Rows from a dataset
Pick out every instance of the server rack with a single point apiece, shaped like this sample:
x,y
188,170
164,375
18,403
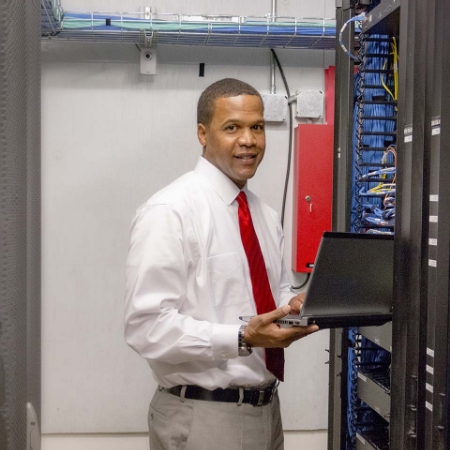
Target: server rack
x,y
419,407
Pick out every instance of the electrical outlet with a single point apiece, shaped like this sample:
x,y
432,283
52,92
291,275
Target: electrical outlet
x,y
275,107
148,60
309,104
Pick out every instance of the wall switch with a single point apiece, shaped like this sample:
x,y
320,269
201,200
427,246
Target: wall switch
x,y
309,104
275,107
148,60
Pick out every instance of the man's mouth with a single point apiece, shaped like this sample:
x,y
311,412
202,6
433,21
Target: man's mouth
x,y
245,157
==
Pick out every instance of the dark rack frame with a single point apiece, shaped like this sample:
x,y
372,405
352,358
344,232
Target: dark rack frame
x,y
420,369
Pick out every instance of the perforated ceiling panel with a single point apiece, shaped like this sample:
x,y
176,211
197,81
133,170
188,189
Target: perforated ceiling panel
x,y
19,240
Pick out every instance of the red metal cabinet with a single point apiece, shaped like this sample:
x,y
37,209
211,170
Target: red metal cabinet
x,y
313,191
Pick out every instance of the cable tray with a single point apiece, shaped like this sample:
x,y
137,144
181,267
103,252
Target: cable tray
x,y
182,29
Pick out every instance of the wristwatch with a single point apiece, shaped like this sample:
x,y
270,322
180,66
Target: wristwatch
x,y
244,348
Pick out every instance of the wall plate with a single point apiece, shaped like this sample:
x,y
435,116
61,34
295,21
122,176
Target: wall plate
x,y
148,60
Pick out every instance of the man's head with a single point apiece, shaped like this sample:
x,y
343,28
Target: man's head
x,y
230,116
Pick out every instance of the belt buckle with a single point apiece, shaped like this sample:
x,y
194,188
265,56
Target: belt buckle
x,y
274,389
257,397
...
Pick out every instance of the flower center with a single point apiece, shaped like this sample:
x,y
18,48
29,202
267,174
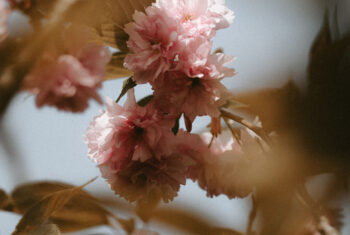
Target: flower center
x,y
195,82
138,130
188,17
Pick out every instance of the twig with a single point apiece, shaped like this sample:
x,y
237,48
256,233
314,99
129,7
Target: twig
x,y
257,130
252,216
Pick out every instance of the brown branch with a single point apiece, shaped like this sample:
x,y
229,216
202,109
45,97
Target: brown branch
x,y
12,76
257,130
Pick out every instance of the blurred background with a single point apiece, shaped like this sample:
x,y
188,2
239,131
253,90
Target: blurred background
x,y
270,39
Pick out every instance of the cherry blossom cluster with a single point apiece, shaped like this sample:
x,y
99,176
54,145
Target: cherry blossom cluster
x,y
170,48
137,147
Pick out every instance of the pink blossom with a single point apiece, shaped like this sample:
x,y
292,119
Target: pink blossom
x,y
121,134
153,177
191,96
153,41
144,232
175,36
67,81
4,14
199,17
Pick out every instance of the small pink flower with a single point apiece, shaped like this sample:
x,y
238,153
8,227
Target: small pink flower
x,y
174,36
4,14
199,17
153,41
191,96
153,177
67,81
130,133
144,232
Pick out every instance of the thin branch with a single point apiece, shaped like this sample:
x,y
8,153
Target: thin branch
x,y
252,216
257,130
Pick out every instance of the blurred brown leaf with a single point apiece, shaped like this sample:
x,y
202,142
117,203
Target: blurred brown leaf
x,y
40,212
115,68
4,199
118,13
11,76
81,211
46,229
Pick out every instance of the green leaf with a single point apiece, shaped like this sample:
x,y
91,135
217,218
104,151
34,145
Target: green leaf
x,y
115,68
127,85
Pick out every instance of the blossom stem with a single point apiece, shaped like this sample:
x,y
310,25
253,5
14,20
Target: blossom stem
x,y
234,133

▶ [Exercise goal]:
Report every line above that contains the string "tray", treating uppercase and lowercase as different.

▶ [Problem solution]:
Pick out every instance of the cable tray with a single point apiece, shaped like this sample:
Target: cable tray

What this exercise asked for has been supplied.